Records for identifying positions:
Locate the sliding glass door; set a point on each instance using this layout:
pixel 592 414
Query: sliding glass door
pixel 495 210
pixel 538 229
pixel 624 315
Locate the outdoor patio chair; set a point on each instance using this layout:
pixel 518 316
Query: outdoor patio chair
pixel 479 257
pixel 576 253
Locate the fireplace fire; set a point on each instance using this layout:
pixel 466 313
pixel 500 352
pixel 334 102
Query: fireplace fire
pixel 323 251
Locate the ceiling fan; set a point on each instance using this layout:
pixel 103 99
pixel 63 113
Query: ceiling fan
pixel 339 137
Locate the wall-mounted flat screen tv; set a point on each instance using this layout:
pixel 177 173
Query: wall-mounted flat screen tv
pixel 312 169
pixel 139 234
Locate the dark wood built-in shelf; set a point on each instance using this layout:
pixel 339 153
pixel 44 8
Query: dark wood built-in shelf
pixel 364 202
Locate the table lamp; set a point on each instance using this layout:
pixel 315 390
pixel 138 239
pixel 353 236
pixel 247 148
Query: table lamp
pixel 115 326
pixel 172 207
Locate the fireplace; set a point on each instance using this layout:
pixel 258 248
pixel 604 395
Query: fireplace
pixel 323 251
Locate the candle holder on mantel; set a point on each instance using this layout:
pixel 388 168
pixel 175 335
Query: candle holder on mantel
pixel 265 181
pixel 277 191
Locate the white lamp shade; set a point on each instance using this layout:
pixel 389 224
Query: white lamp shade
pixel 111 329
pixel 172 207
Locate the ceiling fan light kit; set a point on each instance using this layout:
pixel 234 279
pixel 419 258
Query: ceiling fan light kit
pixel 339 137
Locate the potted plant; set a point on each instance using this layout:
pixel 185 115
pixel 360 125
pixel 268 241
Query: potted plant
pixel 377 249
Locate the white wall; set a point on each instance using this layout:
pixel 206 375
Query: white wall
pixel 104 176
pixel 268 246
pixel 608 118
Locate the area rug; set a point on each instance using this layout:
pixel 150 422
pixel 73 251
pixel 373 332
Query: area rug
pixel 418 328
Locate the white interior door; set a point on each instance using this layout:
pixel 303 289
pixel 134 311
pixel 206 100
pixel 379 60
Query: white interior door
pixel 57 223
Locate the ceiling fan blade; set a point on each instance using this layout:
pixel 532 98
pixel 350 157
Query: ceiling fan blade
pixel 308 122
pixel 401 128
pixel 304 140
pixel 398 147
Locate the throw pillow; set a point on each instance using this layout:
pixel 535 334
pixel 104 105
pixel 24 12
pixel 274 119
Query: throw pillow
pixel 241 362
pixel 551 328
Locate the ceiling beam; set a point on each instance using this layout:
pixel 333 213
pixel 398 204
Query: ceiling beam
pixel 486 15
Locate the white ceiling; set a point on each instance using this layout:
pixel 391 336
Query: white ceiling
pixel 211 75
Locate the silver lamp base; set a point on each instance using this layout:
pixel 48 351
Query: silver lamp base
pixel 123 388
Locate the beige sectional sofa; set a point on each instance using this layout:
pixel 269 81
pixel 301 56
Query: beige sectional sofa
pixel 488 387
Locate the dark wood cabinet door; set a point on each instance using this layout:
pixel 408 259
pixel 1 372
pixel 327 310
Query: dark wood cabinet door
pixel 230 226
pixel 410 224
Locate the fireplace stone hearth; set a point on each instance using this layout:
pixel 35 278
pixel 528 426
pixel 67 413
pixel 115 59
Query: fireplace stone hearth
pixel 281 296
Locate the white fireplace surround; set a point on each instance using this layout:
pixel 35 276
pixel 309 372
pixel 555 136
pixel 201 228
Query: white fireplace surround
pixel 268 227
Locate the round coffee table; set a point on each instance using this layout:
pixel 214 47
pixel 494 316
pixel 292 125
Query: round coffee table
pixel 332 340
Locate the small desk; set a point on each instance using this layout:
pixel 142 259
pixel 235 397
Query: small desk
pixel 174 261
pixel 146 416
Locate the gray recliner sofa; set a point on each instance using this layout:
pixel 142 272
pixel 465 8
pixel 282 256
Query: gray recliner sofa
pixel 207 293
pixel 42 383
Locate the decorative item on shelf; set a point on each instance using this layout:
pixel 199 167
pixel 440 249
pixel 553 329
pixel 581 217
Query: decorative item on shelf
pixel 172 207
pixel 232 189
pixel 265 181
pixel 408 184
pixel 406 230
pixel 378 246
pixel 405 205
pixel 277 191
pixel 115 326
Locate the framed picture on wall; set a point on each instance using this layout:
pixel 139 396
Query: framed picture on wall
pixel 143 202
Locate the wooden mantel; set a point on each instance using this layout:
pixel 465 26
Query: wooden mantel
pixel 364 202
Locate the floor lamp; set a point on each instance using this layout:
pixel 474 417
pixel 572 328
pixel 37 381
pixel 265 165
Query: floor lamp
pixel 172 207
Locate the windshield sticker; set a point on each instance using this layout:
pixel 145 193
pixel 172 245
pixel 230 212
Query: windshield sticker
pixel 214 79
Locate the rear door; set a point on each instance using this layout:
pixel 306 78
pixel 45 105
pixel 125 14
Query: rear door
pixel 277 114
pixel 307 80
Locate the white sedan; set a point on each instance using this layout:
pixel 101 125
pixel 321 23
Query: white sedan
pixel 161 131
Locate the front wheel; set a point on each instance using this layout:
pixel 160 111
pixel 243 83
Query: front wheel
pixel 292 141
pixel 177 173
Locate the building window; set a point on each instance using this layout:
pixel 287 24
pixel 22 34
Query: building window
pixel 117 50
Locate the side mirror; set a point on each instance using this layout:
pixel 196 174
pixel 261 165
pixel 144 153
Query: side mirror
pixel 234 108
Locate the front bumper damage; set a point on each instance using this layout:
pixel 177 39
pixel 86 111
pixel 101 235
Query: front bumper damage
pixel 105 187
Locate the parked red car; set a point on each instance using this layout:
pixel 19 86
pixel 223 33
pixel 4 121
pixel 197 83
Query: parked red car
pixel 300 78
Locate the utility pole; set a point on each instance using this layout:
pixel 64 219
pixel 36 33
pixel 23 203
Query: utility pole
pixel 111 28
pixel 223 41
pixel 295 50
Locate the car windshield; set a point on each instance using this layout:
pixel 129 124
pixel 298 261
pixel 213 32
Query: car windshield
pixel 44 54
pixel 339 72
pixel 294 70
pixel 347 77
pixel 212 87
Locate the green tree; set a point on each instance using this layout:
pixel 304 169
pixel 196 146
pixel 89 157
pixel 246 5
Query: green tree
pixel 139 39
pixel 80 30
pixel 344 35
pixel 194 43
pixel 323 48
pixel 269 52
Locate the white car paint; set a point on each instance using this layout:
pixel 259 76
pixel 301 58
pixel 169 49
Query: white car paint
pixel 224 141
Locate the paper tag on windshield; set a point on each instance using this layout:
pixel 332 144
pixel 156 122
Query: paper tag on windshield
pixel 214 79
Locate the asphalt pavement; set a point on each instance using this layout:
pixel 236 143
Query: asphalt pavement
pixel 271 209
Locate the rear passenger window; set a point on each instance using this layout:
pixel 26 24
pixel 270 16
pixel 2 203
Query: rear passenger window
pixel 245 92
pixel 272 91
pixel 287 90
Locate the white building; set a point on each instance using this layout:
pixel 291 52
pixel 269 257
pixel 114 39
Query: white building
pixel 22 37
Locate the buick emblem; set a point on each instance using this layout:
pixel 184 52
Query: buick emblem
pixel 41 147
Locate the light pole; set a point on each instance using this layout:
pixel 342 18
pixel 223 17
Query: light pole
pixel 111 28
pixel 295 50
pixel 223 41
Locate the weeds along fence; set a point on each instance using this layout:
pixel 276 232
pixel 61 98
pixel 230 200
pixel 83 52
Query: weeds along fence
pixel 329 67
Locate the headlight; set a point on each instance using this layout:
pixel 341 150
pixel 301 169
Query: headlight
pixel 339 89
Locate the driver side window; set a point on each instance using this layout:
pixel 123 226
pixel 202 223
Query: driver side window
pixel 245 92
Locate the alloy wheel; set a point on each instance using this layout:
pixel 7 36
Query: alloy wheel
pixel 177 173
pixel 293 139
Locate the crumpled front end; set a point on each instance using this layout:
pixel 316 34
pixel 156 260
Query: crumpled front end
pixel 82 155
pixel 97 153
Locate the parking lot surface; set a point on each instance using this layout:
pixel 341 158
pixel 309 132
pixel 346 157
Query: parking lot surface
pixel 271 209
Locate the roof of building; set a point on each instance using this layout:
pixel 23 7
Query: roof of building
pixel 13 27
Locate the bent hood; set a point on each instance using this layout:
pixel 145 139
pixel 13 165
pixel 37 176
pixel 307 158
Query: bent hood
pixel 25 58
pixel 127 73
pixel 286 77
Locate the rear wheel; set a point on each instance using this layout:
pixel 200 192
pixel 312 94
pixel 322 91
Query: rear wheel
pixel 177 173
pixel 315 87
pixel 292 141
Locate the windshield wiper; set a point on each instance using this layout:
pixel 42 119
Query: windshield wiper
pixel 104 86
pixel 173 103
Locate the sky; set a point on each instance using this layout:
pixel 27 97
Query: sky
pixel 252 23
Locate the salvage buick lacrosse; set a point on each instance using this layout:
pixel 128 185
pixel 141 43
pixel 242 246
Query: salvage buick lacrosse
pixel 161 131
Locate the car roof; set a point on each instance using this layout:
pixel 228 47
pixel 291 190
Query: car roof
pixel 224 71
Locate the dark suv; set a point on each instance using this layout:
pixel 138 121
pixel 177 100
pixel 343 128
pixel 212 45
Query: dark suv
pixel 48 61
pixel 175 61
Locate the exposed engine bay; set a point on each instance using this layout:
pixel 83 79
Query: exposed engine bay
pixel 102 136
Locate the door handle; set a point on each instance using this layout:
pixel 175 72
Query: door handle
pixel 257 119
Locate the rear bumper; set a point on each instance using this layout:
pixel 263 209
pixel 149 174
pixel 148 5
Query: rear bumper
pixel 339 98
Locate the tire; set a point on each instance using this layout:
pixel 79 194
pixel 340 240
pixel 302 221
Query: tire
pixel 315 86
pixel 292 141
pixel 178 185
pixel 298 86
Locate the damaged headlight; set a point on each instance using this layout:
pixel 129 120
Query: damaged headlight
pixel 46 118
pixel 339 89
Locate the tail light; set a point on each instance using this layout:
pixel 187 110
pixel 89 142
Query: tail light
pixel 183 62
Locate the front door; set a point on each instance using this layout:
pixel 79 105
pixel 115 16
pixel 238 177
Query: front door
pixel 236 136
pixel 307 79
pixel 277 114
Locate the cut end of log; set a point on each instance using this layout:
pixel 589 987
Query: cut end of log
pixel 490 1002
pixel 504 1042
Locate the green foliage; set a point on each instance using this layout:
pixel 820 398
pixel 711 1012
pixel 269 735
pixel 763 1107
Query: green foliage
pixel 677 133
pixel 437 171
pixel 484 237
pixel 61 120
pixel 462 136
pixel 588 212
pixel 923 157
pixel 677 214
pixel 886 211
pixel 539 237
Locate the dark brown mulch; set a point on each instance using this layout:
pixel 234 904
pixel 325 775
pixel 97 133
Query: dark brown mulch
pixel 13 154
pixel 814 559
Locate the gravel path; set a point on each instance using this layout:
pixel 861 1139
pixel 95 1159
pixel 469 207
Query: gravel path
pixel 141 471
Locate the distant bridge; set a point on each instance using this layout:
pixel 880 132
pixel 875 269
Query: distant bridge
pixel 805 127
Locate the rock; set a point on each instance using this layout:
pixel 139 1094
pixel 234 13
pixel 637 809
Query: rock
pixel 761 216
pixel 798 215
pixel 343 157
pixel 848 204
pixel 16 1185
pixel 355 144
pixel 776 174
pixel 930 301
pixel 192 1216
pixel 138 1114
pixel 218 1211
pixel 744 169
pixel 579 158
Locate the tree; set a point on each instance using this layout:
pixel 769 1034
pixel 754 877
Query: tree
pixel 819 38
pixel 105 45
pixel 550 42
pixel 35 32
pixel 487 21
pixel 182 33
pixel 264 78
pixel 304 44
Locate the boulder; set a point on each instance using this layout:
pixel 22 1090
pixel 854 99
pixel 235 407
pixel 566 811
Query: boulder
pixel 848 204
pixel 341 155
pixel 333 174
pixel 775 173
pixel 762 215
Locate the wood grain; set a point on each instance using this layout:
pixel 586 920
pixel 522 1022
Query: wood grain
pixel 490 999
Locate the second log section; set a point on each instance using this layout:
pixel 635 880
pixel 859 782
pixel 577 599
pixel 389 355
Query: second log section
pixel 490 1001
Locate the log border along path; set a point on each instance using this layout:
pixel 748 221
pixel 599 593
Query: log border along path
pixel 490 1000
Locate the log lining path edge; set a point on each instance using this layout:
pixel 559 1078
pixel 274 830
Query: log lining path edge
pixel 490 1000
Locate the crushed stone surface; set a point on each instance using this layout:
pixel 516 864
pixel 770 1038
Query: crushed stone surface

- Stated problem
Reproduce the lines of the entries verbatim, beginning with the line that contains "Locate the white fireplace" and continuing through the line that contains "pixel 146 416", including both of those lines.

- Final result
Locate the white fireplace surround; set a point on each instance using this layout:
pixel 35 276
pixel 309 372
pixel 555 136
pixel 201 228
Query: white fireplace surround
pixel 268 227
Locate the round coffee table; set a point on each instance using this layout:
pixel 214 47
pixel 494 316
pixel 292 125
Query: round coffee table
pixel 332 340
Locate the small desk; set a point on each instance using this layout:
pixel 142 259
pixel 235 397
Query: small desk
pixel 174 261
pixel 146 416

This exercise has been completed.